▶ **Stated problem**
Please gather every line in the data below that contains the word "green" and copy each of those lines out.

▶ **Input rows**
++++++++
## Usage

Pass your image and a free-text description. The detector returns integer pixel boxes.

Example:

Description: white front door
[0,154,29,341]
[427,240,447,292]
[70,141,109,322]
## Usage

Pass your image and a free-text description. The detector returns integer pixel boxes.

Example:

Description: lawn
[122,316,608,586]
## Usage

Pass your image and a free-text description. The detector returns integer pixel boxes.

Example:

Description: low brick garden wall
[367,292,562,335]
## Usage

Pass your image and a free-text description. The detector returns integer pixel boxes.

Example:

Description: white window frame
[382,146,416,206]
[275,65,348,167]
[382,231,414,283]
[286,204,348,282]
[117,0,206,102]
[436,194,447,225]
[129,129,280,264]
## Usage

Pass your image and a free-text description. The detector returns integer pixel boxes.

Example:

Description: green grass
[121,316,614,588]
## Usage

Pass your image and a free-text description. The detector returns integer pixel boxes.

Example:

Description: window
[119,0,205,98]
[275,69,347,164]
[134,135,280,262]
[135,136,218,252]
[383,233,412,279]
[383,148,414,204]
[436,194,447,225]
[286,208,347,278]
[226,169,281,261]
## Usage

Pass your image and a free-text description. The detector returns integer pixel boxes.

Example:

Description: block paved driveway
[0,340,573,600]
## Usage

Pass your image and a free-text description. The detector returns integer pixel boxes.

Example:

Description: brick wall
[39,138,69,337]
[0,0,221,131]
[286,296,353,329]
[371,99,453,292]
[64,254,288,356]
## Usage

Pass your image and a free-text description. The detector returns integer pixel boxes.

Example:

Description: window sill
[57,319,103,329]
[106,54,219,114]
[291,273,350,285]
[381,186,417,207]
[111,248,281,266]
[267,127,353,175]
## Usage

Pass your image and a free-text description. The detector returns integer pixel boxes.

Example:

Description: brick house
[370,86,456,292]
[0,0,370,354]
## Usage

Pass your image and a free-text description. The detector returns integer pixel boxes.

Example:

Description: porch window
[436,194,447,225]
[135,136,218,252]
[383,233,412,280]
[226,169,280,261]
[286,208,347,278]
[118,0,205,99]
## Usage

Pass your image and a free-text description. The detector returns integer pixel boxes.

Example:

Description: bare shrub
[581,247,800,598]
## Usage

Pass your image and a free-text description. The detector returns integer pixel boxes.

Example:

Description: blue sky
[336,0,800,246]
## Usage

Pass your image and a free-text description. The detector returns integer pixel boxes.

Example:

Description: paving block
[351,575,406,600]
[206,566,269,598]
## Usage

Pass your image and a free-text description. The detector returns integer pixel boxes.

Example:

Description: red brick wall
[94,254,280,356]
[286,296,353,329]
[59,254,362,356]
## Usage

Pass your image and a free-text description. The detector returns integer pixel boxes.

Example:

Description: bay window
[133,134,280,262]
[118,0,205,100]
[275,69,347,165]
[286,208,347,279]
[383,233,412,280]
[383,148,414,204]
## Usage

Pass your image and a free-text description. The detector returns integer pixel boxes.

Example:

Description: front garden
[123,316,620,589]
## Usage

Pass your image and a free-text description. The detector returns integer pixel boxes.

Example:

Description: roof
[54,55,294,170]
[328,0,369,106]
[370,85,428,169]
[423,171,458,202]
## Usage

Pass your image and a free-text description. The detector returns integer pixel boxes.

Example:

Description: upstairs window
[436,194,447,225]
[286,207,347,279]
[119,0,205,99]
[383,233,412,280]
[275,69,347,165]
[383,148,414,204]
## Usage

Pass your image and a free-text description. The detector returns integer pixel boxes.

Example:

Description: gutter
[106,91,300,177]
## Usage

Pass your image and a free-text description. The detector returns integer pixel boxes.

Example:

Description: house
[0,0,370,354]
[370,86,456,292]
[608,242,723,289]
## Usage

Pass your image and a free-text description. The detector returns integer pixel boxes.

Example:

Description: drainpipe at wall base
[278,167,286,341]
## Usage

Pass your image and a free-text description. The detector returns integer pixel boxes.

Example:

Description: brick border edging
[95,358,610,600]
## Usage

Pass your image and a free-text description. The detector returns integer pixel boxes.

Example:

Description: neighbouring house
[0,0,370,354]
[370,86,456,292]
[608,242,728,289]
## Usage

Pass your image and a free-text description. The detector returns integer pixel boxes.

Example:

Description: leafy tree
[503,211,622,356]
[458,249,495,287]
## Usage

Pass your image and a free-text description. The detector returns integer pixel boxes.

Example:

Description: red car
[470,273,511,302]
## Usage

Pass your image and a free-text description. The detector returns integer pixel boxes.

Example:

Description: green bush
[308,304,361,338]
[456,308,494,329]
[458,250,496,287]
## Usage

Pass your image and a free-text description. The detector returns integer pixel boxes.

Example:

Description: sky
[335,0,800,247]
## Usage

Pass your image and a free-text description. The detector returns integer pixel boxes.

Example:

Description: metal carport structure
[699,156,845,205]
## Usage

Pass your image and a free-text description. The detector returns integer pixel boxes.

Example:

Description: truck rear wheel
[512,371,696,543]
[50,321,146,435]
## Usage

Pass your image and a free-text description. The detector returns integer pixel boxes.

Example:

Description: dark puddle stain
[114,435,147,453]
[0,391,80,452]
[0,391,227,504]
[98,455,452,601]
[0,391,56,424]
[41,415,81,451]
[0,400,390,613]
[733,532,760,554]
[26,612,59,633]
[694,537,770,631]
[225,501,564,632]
++++++++
▶ **Answer to this exercise**
Description: green grass
Description: green bush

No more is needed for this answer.